*** Extrait
Françoise-Louise de La Baume Le Blanc (1644-1710), duchesse de La Vallière et de Vaujours, favorite de Louis XIV de 1661 à 1667.

Cette ravissante jeune femme n’était pas heureuse dans son mariage. En 1667, en route avec le roi et la reine vers les Pays-Bas espagnols, après une cour insistante de Louis, la dame se laissa séduire. Le roi revint plus sûr de lui, c’était la fin des amours juvéniles. Le mari de Mme de Montespan apprit l’infidélité de sa femme et la traita de tous les noms. Le roi le fit enfermer puis exiler sur ses terres. Pourtant, Louis XIV n’était pas de nature à mettre clairement fin aux relations. Afin d’éviter les conflits gênants, il offrait un titre à la femme dont il voulait se débarrasser ainsi qu’une somme d’argent. C’est ce qu’il fit pour Louise, mais celle-ci refusa de laisser sa place. Alors, le roi se montrait désormais en carrosse avec la reine et ses deux maîtresses : le peuple hallucinait, les nommant les « trois reines ». Montespan fut parfaitement odieuse avec la Vallière. Cette dernière, finalement, fit ses adieux au roi et à la reine en avril 1674 et rejoignit le couvent des Grandes Carmélites pour mener une vie religieuse jusqu’à sa mort en 1710, à 66 ans. Le roi apprit son décès avec indifférence. Les religieux firent douter le roi, l’incitant à changer de comportement. Les bonnes résolutions ne durèrent pas un an. En 1676, Montespan était mieux lotie que la reine et parvint à écarter de nombreuses prétendantes. Mais le temps fit son œuvre : elle prit de l’embonpoint, tandis que sa beauté perdait de son éclat et le roi se lassa de son fort caractère. Après la naissance d’un septième bâtard en 1678, Louis XIV cessa toute relation charnelle avec Montespan.

Françoise-Athénaïs de Rochechouart de Mortemart (1640-1707), marquise de Montespan, favorite de Louis XIV de 1667 à 1681.
******
*** Enregistrements
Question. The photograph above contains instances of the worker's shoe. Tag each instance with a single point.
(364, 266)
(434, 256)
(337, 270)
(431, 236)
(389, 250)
******
*** Enregistrements
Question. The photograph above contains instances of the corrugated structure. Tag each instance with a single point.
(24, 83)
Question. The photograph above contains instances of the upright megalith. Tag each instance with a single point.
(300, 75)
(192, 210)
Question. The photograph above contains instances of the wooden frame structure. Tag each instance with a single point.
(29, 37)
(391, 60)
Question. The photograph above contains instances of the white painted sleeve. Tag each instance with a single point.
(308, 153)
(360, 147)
******
*** Enregistrements
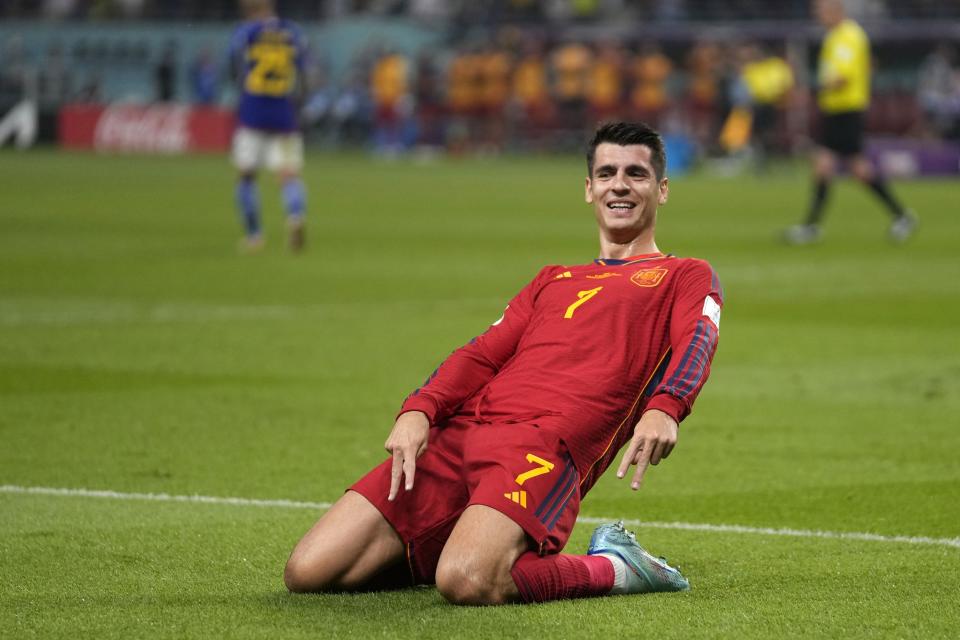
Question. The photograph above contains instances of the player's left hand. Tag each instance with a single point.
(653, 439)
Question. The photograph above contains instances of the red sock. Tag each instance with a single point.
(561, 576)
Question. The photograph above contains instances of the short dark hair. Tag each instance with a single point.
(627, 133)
******
Tâche demandée
Dans le paragraphe de l'extrait qui commence par « Cette ravissante jeune femme », relevez toutes les années citées, dans l'ordre où elles apparaissent.

Solution complète
1667, 1674, 1710, 1676, 1678